Based on analysis I did of orbital dynamics and the stability of putative planets at 1AU around known stars I found only one other star system that might be comparable to ours. A planet at 1AU would be comparatively stable, but of course this does not mean there is such a planet. I then worked some statistics and come up with the estimate of about 1000 possible Earth-like planets in this galaxy.

LC

Prism2Spectrum October 17, 2012 at 11:49 AM

I appreciate your reply. — We can speak of “Earth”-like planets out there among the myriad stars, even it they are few and far between,–or rare,–but what does that really mean? A world approximating the size of Earth, in a habitable zone orbit, yes. But, if we are disusing LIFE-complex-worlds, a whole lot more must be included beyond beyond world composition, planet-system location, and star-type. (I speak as layman.)

I do not doubt, that in basic frame, there are “Earth”-like worlds in size, and even general orbital location, hidden in the distant starfields. But whether those relatively few planets, in possible Solar System-like configurations, have ALL that is required for life preservation, is something else–requiring a whole lot more.

After all, would not Venus come close to being classed an “Earth”-like world? – JRC

lcrowell October 17, 2012 at 1:06 PM

My analysis involved low F, G, and high K class stars. These stars are comparable to the sun. I then did some chaos theory on possible 1AU orbits around these stars using data on the Jovian planets. The chaotic dynamics, or equivalently the Lyapunov exponent for sensitive dependency on initial conditions, was examined and a distribution of these exponents used as a Bayesian prior. There may only be in the entire galaxy about 1000 planets comparable to Earth. This does not mean all of these are biologically active.

I think lots of planets may have life. Mars may have life in its subterranean environment where liquid water can exist, Europa and Enceladus may have life in oceans under an ice crust and so forth. I doubt that these types of world give rise to complex life, but microbial life similar to prokaryotes are possible. Some of these planets found in habitable zone around Gliese 581 and other M-class stars might have life as well.

What has occurred on Earth is that life reached a level of complexity and dominance that it has control of the Earth’s environment. Photosynthetic plants produce oxygen, life controls the chemistry of the oceans and fresh water systems and so forth. Earth is a bio-planet, not just a planet with simple life forms existing in some margins. I think a planet existing in the habitable zone of a G-class star has some probability of becoming Earth-like. The energy, thermal and chemical conditions might be comparable to Earth, or have been comparable to the early Earth, so that biology can not just emerge, but evolve and flourish.

I don’t think life is so completely exceptional as to either be a one time fluke or that it exists here by supernatural or élan vitale principles. I think biology has some repeatable or Copernican aspect to it, so that if one could sample planets on a vast scale across the universe there would be a more or less uniform density of bio-planet comparable to Earth. That density might though prove to very small and as local observers we will have a tough time finding such a planet.

============================================================

*What is being asked*: In the discussion of Earth-like planets, copy everything from "Prism2Spectrum October 17, 2012" down to "speak as layman.)", but put "countless" in place of "myriad".

============================================================

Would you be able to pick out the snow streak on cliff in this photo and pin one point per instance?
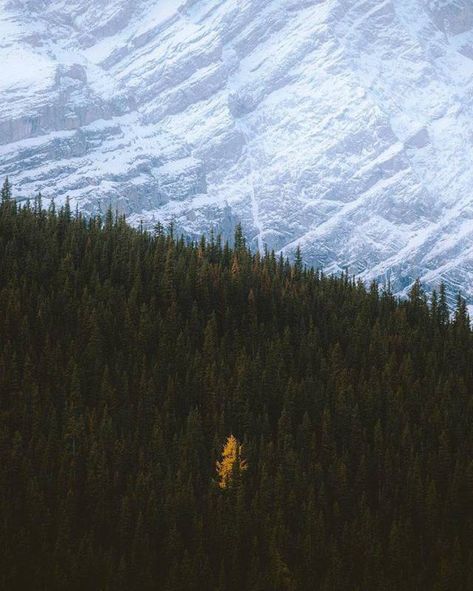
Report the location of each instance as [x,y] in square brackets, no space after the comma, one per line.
[344,126]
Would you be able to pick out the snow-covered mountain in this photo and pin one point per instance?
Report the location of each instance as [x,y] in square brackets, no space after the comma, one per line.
[345,126]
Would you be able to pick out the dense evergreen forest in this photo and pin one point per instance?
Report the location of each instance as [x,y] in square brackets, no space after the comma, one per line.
[128,359]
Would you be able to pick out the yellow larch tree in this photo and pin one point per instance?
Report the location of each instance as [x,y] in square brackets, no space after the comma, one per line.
[232,460]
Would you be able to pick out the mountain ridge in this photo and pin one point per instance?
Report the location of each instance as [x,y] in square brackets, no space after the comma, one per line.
[343,128]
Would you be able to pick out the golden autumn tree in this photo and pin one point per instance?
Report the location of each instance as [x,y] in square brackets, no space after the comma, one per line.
[232,462]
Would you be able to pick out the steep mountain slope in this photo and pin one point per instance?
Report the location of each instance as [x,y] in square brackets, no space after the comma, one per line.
[342,126]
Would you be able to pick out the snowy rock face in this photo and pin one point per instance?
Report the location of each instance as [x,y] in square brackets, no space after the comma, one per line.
[343,126]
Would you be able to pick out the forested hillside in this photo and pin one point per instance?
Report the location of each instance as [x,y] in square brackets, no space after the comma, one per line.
[127,359]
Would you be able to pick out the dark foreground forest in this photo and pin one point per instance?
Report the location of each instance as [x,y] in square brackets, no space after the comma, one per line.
[126,361]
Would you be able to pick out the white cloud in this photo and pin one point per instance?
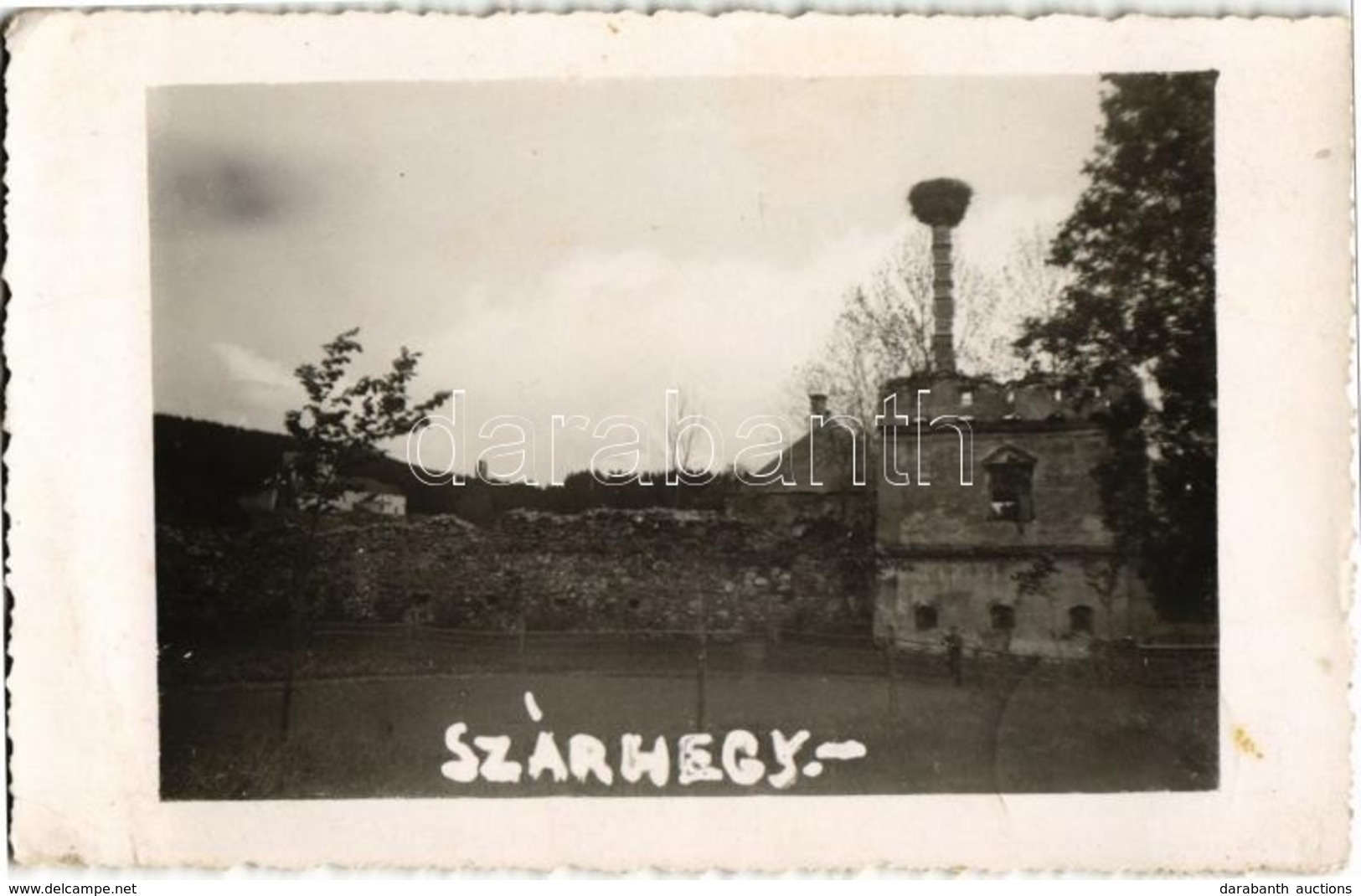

============================================================

*Expected answer*:
Prism2Spectrum October 17, 2012 at 11:49 AM

I appreciate your reply. — We can speak of “Earth”-like planets out there among the countless stars, even it they are few and far between,–or rare,–but what does that really mean? A world approximating the size of Earth, in a habitable zone orbit, yes. But, if we are disusing LIFE-complex-worlds, a whole lot more must be included beyond beyond world composition, planet-system location, and star-type. (I speak as layman.)